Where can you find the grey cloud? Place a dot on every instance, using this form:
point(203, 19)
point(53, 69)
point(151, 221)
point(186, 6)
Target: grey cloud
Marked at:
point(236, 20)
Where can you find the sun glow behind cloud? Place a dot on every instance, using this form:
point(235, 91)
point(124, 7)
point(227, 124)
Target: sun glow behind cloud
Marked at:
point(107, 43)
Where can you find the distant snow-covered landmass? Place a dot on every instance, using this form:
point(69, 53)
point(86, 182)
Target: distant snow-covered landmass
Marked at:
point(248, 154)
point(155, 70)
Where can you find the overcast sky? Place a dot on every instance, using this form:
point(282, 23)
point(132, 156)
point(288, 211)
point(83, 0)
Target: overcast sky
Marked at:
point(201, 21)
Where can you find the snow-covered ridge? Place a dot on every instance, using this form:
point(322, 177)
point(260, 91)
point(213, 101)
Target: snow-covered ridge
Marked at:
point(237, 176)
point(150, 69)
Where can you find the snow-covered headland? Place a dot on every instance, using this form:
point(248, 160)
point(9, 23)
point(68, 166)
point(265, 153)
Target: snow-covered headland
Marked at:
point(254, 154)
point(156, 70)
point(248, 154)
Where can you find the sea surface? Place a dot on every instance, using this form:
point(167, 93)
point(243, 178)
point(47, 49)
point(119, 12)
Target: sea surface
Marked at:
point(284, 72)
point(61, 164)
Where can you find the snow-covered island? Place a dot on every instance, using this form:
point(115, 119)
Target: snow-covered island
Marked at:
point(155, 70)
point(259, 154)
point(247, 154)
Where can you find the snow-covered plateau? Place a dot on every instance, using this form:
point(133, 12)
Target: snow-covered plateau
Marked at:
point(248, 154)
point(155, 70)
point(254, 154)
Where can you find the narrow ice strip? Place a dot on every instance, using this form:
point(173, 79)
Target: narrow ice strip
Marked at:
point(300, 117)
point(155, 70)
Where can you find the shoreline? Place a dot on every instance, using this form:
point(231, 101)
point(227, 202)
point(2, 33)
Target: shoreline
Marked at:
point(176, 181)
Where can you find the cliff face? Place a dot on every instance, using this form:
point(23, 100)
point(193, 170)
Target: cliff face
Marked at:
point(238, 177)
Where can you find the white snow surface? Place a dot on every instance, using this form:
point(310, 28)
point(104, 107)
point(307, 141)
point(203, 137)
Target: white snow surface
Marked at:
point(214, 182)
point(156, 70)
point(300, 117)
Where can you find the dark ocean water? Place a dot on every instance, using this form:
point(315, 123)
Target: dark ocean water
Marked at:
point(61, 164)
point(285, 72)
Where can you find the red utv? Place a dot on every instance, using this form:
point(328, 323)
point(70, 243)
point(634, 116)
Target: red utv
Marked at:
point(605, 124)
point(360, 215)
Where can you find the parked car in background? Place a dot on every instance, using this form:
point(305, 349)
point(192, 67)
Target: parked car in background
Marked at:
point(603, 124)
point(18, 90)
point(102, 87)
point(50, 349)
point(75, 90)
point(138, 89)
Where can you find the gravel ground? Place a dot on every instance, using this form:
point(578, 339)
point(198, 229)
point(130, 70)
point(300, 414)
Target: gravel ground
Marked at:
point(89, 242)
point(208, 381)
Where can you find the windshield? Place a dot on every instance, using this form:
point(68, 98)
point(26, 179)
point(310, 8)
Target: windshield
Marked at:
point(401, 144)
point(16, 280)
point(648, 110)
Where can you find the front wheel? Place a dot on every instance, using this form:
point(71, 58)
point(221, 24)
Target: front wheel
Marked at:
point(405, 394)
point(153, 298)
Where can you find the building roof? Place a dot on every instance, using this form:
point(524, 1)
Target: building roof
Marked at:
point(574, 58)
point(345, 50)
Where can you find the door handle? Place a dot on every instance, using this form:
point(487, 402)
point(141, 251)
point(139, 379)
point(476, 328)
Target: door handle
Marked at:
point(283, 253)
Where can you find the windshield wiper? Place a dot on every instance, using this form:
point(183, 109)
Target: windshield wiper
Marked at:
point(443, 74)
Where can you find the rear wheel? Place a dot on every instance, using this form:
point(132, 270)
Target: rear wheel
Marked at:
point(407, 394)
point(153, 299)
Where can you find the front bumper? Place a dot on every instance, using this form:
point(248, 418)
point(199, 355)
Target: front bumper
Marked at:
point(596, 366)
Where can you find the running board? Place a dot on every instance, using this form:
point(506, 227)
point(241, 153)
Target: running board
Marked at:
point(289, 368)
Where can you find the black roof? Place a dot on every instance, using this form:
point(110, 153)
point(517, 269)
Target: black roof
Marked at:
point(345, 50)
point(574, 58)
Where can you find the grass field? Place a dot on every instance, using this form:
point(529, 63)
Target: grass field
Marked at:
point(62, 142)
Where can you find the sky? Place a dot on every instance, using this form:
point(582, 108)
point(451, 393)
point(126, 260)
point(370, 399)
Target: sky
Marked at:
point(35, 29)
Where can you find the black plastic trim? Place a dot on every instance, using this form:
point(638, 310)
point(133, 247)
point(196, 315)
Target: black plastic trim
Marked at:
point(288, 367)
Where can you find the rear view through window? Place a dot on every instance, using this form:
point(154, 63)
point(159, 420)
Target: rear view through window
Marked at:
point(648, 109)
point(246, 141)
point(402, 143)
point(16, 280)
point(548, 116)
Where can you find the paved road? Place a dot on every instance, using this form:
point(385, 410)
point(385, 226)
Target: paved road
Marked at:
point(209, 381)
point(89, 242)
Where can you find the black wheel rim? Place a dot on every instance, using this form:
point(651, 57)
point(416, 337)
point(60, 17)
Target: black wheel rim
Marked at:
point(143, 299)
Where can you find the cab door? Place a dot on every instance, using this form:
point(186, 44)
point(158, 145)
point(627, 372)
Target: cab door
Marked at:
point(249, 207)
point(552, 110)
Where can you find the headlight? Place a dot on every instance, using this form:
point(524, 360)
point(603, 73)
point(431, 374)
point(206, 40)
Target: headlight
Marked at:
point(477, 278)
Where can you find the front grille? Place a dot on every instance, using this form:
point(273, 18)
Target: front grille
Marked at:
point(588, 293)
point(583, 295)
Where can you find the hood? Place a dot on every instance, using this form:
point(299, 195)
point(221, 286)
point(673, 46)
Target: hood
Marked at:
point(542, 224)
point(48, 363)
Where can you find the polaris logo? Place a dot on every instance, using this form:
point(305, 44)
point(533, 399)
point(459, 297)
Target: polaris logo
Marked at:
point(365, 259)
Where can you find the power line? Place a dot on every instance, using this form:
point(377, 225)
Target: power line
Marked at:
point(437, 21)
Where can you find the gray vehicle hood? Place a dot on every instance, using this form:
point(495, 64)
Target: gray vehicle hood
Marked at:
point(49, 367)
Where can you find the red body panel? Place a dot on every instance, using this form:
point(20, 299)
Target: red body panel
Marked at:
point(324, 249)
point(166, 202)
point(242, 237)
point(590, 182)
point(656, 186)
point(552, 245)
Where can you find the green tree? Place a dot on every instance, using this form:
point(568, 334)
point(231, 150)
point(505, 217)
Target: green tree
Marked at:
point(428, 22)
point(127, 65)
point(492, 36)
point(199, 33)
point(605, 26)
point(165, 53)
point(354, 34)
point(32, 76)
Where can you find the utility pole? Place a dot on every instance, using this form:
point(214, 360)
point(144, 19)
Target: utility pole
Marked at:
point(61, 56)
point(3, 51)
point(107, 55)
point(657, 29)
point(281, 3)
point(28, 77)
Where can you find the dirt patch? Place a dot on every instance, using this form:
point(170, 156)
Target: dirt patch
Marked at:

++++

Problem details => Turn every line of the records above into a numbered list, and leave out any blank lines.

Response =>
1. Where can you find the grey cloud? Place a dot on every instance, using this form:
2. point(203, 19)
3. point(53, 69)
4. point(151, 221)
5. point(186, 6)
6. Target: grey cloud
7. Marked at:
8. point(236, 20)
9. Where can you find the sun glow behind cloud? Place a dot on every instance, using this form:
10. point(235, 91)
11. point(124, 7)
12. point(227, 124)
13. Target: sun glow behind cloud
14. Marked at:
15. point(107, 43)
16. Where can you find the distant snow-covered landmass? Place a dot on every instance, using this form:
17. point(69, 53)
18. point(86, 182)
19. Target: distant snow-covered landmass
20. Marked at:
21. point(248, 154)
22. point(155, 70)
23. Where can you find the overcast sky? Place a dot on every instance, using this form:
24. point(282, 23)
25. point(132, 156)
26. point(288, 211)
27. point(83, 0)
28. Target: overcast sky
29. Marked at:
30. point(201, 21)
31. Where can you find the snow-covered ridge? Place a dot on every instance, using this form:
32. point(322, 177)
33. point(260, 91)
34. point(213, 101)
35. Target: snow-covered ridge
36. Marked at:
37. point(237, 176)
38. point(150, 69)
39. Where can you find the snow-covered headland? Place a dot on every instance, using this form:
40. point(248, 160)
41. point(9, 23)
42. point(68, 166)
43. point(265, 153)
44. Target: snow-covered headland
45. Marked at:
46. point(254, 154)
47. point(156, 70)
48. point(248, 154)
49. Where can you find the sea surface? Place a dot on every instance, using this form:
50. point(167, 93)
51. point(243, 178)
52. point(47, 49)
53. point(119, 12)
54. Target: sea surface
55. Marked at:
56. point(284, 72)
57. point(61, 164)
58. Where can you find the snow-covered island? Place a dot on every instance, using this form:
59. point(115, 119)
60. Target: snow-covered island
61. Marked at:
62. point(155, 70)
63. point(259, 154)
64. point(247, 154)
65. Where can you find the snow-covered plateau? Place a dot on every instance, using this form:
66. point(133, 12)
67. Target: snow-covered plateau
68. Marked at:
69. point(248, 154)
70. point(155, 70)
71. point(254, 154)
72. Where can you find the narrow ice strip? Place a dot on every instance, using this form:
73. point(173, 79)
74. Target: narrow ice strip
75. Marked at:
76. point(300, 117)
77. point(155, 70)
78. Where can you find the shoreline? Place a dot on every instance, using this form:
79. point(231, 101)
80. point(227, 202)
81. point(2, 33)
82. Target: shoreline
83. Marked at:
84. point(176, 181)
85. Where can you find the cliff face? Place a dot on every instance, using this form:
86. point(23, 100)
87. point(193, 170)
88. Target: cliff face
89. Marked at:
90. point(238, 177)
91. Where can you find the white snow surface? Place a dot on every instance, using this form:
92. point(310, 28)
93. point(104, 107)
94. point(307, 141)
95. point(203, 137)
96. Target: white snow surface
97. Marked at:
98. point(214, 182)
99. point(156, 70)
100. point(300, 117)
101. Where can you find the dark ocean water? Place a dot on every instance, using this form:
102. point(315, 123)
103. Target: dark ocean water
104. Marked at:
105. point(61, 164)
106. point(285, 72)
107. Where can you find the red utv? Place a dot on every instance, using this form:
108. point(328, 323)
109. point(70, 243)
110. point(634, 116)
111. Target: red utv
112. Marked at:
113. point(605, 124)
114. point(360, 215)
115. Where can you find the parked car in background? Place a dot on every instance, using this form:
116. point(305, 349)
117. point(192, 67)
118. Target: parked car in background
119. Marked at:
120. point(603, 124)
121. point(18, 90)
122. point(102, 87)
123. point(50, 349)
124. point(75, 90)
125. point(138, 89)
126. Where can you find the gravel ground? Place a dot on every instance, using this form:
127. point(578, 339)
128. point(198, 229)
129. point(130, 70)
130. point(300, 414)
131. Target: gravel ground
132. Marked at:
133. point(89, 242)
134. point(208, 381)
135. Where can you find the windshield? Place a dot on every instance, using this form:
136. point(68, 98)
137. point(26, 179)
138. point(310, 8)
139. Target: windshield
140. Marked at:
141. point(401, 144)
142. point(16, 280)
143. point(648, 110)
144. Where can you find the front wheel? Place a dot on every instance, using this form:
145. point(71, 58)
146. point(221, 24)
147. Target: front wheel
148. Marked at:
149. point(405, 394)
150. point(153, 298)
151. Where can you find the building roof? Place a dot on every instance, using this form:
152. point(524, 1)
153. Target: building roof
154. Marked at:
155. point(574, 58)
156. point(345, 50)
157. Where can you find the door handle? Place a dot on every instance, using this form:
158. point(487, 402)
159. point(141, 251)
160. point(139, 379)
161. point(476, 328)
162. Target: door handle
163. Marked at:
164. point(283, 253)
165. Where can you find the windshield wiper? Place a dot on every instance, using this form:
166. point(183, 109)
167. Target: windshield wiper
168. Marked at:
169. point(443, 74)
170. Where can you find the rear wheel? Place a dot on every instance, using this form:
171. point(132, 270)
172. Target: rear wheel
173. Marked at:
174. point(407, 394)
175. point(153, 299)
176. Where can you find the front bumper? Place a dot on every instance, using this form:
177. point(248, 418)
178. point(199, 355)
179. Target: front bumper
180. Marked at:
181. point(596, 366)
182. Where can you find the running board? Place a dot on every instance, using this form:
183. point(506, 227)
184. point(241, 153)
185. Target: running board
186. Marked at:
187. point(289, 368)
188. Where can you find the black roof? Place a dot on every instance, using this form:
189. point(110, 153)
190. point(517, 269)
191. Target: black roof
192. Marked at:
193. point(345, 50)
194. point(574, 58)
195. Where can you find the grass field? Place a dot on every instance, using this form:
196. point(529, 63)
197. Target: grass field
198. Marked at:
199. point(62, 142)
200. Where can you find the sky? Place a dot on every instance, using this form:
201. point(582, 108)
202. point(451, 393)
203. point(126, 260)
204. point(370, 399)
205. Target: sky
206. Marked at:
207. point(35, 29)
208. Where can you find the black plastic trim? Place a dot on every instance, using this form:
209. point(638, 310)
210. point(133, 247)
211. point(196, 315)
212. Target: black plastic trim
213. Marked at:
214. point(288, 367)
215. Where can you find the rear view through window? Place a dot on every instance, using this form:
216. point(154, 63)
217. point(159, 420)
218. Target: rear view through window
219. Marked at:
220. point(648, 109)
221. point(246, 141)
222. point(402, 143)
223. point(16, 280)
224. point(548, 116)
225. Where can you find the paved road? Place a dot on every instance, using this form:
226. point(385, 410)
227. point(385, 226)
228. Target: paved road
229. Marked at:
230. point(209, 381)
231. point(89, 242)
232. Where can you find the black wheel rim? Place a dot on every instance, using this form:
233. point(651, 57)
234. point(416, 337)
235. point(60, 17)
236. Target: black wheel rim
237. Marked at:
238. point(143, 299)
239. Where can you find the cab door? Place a dot on every instance, using this form:
240. point(186, 44)
241. point(158, 145)
242. point(627, 372)
243. Target: cab door
244. Marked at:
245. point(249, 207)
246. point(552, 110)
247. Where can you find the headlight? Place a dot on every instance, using this form:
248. point(524, 360)
249. point(603, 73)
250. point(431, 374)
251. point(206, 40)
252. Target: headlight
253. Marked at:
254. point(477, 278)
255. Where can you find the front grille? Place a dot on every instance, using this form:
256. point(273, 18)
257. Target: front grille
258. Marked at:
259. point(588, 293)
260. point(583, 295)
261. Where can you find the hood? Place a dot on every instance, using this form:
262. point(299, 195)
263. point(221, 286)
264. point(673, 46)
265. Target: hood
266. Marked at:
267. point(542, 224)
268. point(48, 363)
269. Where can you find the polaris logo? Place a dot on every instance, using this form:
270. point(305, 44)
271. point(533, 399)
272. point(459, 297)
273. Target: polaris logo
274. Marked at:
275. point(365, 259)
276. Where can you find the power line? Place a dot on every instance, using this form:
277. point(377, 225)
278. Target: power line
279. Marked at:
280. point(437, 21)
281. Where can you find the gray vehicle hood? Place a dot on every instance, using this form:
282. point(495, 64)
283. Target: gray vehicle hood
284. Marked at:
285. point(49, 367)
286. Where can you find the red body panel? Place a dot on every instance, using this form:
287. point(20, 299)
288. Target: red body panel
289. Marked at:
290. point(324, 249)
291. point(166, 202)
292. point(242, 237)
293. point(590, 182)
294. point(656, 186)
295. point(552, 245)
296. Where can you find the green tree? Place a dot on every instance, using this form:
297. point(568, 334)
298. point(231, 150)
299. point(505, 217)
300. Target: green tree
301. Marked at:
302. point(428, 22)
303. point(127, 65)
304. point(492, 36)
305. point(199, 33)
306. point(605, 26)
307. point(165, 53)
308. point(354, 34)
309. point(32, 76)
310. Where can you find the utility pole? Place a dot on every instance, using this form:
311. point(214, 360)
312. point(144, 19)
313. Target: utility pole
314. Marked at:
315. point(61, 56)
316. point(3, 51)
317. point(107, 55)
318. point(657, 29)
319. point(281, 3)
320. point(28, 77)
321. Where can you find the dirt patch? Place a dot on every instance, using this form:
322. point(170, 156)
323. Target: dirt patch
324. Marked at:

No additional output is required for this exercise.